-- THINGS TO DO --
1. Name every user whose post Nick quotes in the SwiftShader forum thread below.
2. Pick up the SwiftShader forum thread below after its final sentence and keep it going.

-- PAGE --
[BEGIN]
SwiftShader 2.0: A DX9 Software Rasterizer that runs Crysis

Nick · Apr 13, 2008

ChronoReverse said:
Here's something interesting I noticed on my C2Q Q6600 with the cubemap.exe demo.

Running 4 cores is slower than running 3 which is slower than running 2 cores. 2 core is always faster than 1 core though.

Yes, that sample in particular doesn't scale well beyond dual-core. Preliminary analysis seemed to indicate that it's a problem with very low polygon counts per draw call, and inter-core bandwidth and latency. If you increase the resolution you should see some speedup for 4 threads versus 2. Actual games also seem to behave much better with quad-core.

However, even that has an interesting effect. If I select cores 0 and 1 or 2 and 3, I get 110FPS. If I select another combination, I only get 90FPS (a single core gets about 70FPS).

It seems that the shared L2 cache of the C2D makes a huge difference here. Once I have to use the FSB, the performance starts to plummet.

Yes, that's definitely a major factor. It would be interesting to know how this application behaves on a Phenom processor, and of course Nehalem...

Nick · Apr 13, 2008

sebbbi said:
Tested Swiftshader with our newest game Trials 2 Second Edition on my Core 2 Quad + Vista 64 bit computer. The game runs well and all UI graphics are fine and vertex shaders seem to work properly. Post process filters also seem to work fine (motion blur, depth of field, light blooms all seem correct). The skinned driver model is also rendered 100% correctly (with proper lighting and self shadowing also). So the deferred rendering g-buffers contain valid data and all the lighting shaders work. However all mipmapped textures are completely broken. We are mainly using DXT5 compressed textures and manually lock all mip levels and copy the compressed data there. We copy the texture mipdata from one big texture atlas to the mip levels. Is this a problem for Swiftshader, or do you think there is some other problem?

No, SwiftShader should support all mipmapping features. Lots of other games manually set the mipmap levels, without any issues. Also, to my knowledge all WHQL tests related to mipmaping pass. It must be some corner case...

If you want to test the game, you can download the game demo from www.redlynxtrials.com.

Thanks!

Nick · Apr 13, 2008

Scali said:
More bugs: http://bohemiq.scali.eu.org/forum/viewtopic.php?t=30

It lights both the inside and outside of the object. The inside are backfaces and therefore should not be lit, verify against hardware or refrast.

Huh? Could you point me to the SDK documentation that describes this? Should be an easy fix if I knew what it's supposed to do... Looks like some legacy T&L thing. Anyway, thanks for pointing it out.
[END]
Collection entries
[BEGIN]
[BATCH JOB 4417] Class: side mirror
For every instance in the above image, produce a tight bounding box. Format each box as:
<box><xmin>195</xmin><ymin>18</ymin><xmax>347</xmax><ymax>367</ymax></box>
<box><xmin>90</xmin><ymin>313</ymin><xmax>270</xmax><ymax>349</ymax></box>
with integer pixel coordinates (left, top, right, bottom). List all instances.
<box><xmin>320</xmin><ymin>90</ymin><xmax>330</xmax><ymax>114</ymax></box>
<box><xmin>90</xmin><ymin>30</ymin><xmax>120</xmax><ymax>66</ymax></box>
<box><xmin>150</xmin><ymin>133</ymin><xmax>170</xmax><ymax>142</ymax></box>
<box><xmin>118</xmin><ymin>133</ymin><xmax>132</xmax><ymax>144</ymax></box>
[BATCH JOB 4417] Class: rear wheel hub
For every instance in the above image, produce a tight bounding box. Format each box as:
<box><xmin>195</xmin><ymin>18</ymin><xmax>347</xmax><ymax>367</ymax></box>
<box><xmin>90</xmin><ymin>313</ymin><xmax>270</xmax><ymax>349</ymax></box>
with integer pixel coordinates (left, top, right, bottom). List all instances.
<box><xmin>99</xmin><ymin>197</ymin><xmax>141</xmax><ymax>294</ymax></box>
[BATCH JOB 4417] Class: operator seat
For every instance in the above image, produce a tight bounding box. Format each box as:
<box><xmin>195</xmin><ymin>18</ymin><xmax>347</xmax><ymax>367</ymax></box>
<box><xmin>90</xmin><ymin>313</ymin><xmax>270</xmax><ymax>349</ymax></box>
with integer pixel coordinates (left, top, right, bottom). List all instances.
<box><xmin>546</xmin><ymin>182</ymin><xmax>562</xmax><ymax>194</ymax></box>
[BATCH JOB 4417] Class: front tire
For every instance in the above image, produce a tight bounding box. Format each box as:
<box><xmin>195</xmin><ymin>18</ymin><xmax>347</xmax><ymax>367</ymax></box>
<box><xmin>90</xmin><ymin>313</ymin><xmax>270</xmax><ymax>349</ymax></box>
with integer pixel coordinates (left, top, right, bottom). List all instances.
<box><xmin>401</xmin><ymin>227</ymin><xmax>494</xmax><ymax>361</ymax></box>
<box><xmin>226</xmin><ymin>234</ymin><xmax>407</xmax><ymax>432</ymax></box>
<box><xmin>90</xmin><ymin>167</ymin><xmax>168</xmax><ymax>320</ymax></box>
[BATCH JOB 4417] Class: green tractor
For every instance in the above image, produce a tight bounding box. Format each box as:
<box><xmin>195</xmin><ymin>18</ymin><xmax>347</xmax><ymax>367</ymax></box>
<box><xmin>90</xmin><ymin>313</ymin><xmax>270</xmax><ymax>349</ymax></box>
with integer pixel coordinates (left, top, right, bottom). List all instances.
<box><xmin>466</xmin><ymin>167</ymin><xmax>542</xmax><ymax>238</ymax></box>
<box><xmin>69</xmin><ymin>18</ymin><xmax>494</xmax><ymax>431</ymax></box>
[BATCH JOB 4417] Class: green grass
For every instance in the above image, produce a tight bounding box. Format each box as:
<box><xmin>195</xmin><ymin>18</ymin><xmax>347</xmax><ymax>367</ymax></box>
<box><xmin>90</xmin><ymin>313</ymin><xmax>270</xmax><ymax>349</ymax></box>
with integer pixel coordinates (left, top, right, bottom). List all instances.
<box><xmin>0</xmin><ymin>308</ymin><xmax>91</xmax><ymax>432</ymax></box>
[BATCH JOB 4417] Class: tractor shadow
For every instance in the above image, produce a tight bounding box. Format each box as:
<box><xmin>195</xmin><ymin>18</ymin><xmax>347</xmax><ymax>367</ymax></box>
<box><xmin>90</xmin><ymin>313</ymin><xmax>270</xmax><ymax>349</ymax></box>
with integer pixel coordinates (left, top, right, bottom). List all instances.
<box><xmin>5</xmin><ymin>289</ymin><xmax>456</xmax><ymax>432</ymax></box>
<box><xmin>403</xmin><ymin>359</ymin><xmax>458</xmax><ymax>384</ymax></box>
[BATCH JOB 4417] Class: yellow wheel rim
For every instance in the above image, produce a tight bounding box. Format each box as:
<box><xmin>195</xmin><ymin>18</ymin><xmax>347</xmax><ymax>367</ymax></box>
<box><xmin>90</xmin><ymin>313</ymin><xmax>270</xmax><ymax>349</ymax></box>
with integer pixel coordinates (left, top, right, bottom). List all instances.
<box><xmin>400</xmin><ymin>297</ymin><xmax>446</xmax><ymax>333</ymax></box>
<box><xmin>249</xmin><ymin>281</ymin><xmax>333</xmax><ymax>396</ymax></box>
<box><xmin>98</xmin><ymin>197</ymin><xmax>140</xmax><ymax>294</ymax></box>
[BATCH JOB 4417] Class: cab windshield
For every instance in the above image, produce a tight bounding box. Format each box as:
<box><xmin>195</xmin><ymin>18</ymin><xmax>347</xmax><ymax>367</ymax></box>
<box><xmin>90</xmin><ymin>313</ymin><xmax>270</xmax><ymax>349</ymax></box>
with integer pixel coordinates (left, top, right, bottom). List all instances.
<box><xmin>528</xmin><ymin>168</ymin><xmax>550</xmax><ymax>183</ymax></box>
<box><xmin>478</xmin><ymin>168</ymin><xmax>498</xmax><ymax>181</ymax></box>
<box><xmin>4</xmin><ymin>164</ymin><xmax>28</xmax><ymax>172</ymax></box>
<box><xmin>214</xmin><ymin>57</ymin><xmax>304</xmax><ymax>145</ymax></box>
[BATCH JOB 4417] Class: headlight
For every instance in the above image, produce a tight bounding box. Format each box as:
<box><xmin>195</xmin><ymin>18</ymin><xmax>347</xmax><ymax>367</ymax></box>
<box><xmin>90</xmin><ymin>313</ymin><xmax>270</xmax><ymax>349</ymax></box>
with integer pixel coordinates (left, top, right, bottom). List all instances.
[END]
-- RESPONSES TO THE EXERCISE --
1. ChronoReverse, sebbbi, Scali

2.
This one just renders complete garbage: http://bohemiq.scali.eu.org/forum/viewtopic.php?t=31

Looks fine to me aside from the shadow. What technique are you using?

Scali · Apr 13, 2008

Nick said:
You're right, but does it really matter?

Well in a way it does. These cards were notorious because they couldn't actually run SM2.0 games at acceptable framerates. I don't think it's a good way to promote your product by comparing it to another product that is equally incapable of running SM2.0 software.

Nick said:
Well, sure, but then the game needs a Shader Model 1.x path, and you miss all the Shader Model 2.0 effects.

Back when these cards were on the market, games were primarily SM1.x anyway, so that was not a problem. SM2.0 was mainly used to improve overall image quality a bit, and reduce the number of renderpasses in some cases. With a game like Half-Life 2, the difference between the PS1.4-path and the PS2.0-path was only minor and quite subtle (just like with Crysis today, with DX9 vs DX10... the difference is there, but it's not like you notice it instantly, you pretty much have to take screenshots and do a side-by-side comparison). Yet the performance difference on the FX series was dramatic.

So the saving grace of the FX series was that it still ran SM1.x stuff properly.

Nick said:
Interesting, but not really a big surprise. Obviously you can optimize the processing for exactly the things you need, while with SwiftShader a detour is taken with DirectX shaders.

However, it might be wise to have the shader-level user-configurable (I'm not sure if I can put in version 0 to force only fixedfunction T&L?). That way you can pick the path that makes the software run fastest. Get the detour that suits you best, so to say.

Nick said:
Again, impressive for a Java renderer, but totally incomparable. First of all it's not the same application. And because you wrote both the application and the renderer it can be a lot faster than a software renderer that can render Crysis, Unreal Tournament 3, Call of Duty 4, etc. which are aimed at hardware rendering.

I think it's good to know just how big that gap is though. Not just in terms of performance, but the Java version also doesn't have any popping artifacts or anything (they use the exact same 3dsmax model and pretty much identical skinning code as far as is possible between C++ and Java).

Scali · Apr 13, 2008

Nick said:
Huh? Could you point me to the SDK documentation that describes this? Should be an easy fix if I knew what it's supposed to do... Looks like some legacy T&L thing. Anyway, thanks for pointing it out.

I'm not sure if it's actually specified explicitly. Isn't it a result of the fact that vertex normals aren't flipped automatically, and light is clamped to 0..1 range?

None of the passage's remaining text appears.